▸ Assignment
Can you set down the whole forum comment on startup disclosure word for word?

Who should they disclose this information to? Shareholders can negotiate this
right when they make their investment, just as founders can. Why should
someone who isn't an owner have access to private information about someone
elses business?

Lets say you and a friend develop an innovative new startup (let's call it
"Instawham"). Some friends join you and very quickly you become successful
enough to have a bunch of customers and strong VC funding, but you are still a
small company with a few dozen employees. You are a forward thinking CEO so
you share information about the business with all of your employees, but
caution them it's all proprietary and that sharing with competitors could hurt
the business, so you are confident they won't share.

A big company, say Facebook, offers to buy you for a few billion dollars. But
besides not wanting to work for Zuckerberg, you think they are just trying to
get access to your financials and business plans to compete with you and will
pull the offer as soon as you disclose. So you say no.

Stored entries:

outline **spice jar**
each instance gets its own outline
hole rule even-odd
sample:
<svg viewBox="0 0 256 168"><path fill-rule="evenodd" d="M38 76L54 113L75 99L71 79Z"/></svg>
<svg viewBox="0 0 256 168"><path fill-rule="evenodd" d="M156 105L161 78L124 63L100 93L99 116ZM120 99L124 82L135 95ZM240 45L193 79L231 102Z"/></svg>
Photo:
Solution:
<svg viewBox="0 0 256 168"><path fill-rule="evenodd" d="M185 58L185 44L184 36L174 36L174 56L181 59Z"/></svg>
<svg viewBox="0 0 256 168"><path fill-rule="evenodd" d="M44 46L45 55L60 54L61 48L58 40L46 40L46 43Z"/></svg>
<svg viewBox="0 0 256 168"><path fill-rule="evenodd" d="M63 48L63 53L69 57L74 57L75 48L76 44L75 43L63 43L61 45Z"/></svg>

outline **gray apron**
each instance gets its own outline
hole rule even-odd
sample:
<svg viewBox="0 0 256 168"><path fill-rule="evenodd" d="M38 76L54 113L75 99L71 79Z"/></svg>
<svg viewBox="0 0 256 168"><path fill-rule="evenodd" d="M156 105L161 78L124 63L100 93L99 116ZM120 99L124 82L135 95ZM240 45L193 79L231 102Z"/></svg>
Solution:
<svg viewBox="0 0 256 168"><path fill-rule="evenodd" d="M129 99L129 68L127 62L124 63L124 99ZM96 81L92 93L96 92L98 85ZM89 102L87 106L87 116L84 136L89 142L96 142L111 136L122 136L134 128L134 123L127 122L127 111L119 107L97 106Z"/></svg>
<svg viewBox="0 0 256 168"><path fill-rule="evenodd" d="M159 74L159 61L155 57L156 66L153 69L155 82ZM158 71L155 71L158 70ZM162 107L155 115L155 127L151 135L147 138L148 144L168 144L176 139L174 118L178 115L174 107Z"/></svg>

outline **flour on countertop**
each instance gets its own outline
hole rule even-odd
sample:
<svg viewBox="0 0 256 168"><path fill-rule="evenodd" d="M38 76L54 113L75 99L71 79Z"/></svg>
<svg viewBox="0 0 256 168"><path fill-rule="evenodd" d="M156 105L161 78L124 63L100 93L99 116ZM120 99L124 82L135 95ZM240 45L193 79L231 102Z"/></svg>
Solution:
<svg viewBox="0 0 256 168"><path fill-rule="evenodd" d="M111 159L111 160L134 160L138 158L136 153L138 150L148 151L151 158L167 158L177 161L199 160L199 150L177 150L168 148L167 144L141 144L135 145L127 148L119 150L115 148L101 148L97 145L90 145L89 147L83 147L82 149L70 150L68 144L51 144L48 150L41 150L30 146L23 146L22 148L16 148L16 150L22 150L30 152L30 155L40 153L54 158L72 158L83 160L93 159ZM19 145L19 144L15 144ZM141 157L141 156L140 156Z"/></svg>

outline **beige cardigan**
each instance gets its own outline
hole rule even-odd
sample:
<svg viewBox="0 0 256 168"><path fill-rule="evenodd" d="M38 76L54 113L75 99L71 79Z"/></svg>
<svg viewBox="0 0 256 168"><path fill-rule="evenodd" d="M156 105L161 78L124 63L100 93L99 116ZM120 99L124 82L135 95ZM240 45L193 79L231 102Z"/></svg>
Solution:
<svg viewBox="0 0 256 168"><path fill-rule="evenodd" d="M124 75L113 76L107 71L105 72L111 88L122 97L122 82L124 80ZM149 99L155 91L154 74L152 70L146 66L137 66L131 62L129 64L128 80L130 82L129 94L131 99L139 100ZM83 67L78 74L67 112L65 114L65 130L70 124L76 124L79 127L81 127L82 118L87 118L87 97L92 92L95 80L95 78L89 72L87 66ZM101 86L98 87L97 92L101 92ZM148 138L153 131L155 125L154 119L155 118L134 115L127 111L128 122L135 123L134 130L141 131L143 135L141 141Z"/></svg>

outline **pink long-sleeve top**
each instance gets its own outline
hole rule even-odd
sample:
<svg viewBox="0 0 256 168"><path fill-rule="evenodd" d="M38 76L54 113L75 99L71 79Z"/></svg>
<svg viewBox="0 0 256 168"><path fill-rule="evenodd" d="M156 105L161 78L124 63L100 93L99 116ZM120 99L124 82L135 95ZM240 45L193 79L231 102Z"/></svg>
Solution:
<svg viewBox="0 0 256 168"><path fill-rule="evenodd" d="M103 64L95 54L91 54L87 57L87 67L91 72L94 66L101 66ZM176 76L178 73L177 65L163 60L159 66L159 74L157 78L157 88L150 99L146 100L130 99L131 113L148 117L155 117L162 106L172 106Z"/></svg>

▸ Output for this task
Who should they disclose this information to? Shareholders can negotiate this
right when they make their investment, just as founders can. Why should
someone who isn't an owner have access to private information about someone
elses business?

Lets say you and a friend develop an innovative new startup (let's call it
"Instawham"). Some friends join you and very quickly you become successful
enough to have a bunch of customers and strong VC funding, but you are still a
small company with a few dozen employees. You are a forward thinking CEO so
you share information about the business with all of your employees, but
caution them it's all proprietary and that sharing with competitors could hurt
the business, so you are confident they won't share.

A big company, say Facebook, offers to buy you for a few billion dollars. But
besides not wanting to work for Zuckerberg, you think they are just trying to
get access to your financials and business plans to compete with you and will
pull the offer as soon as you disclose. So you say no.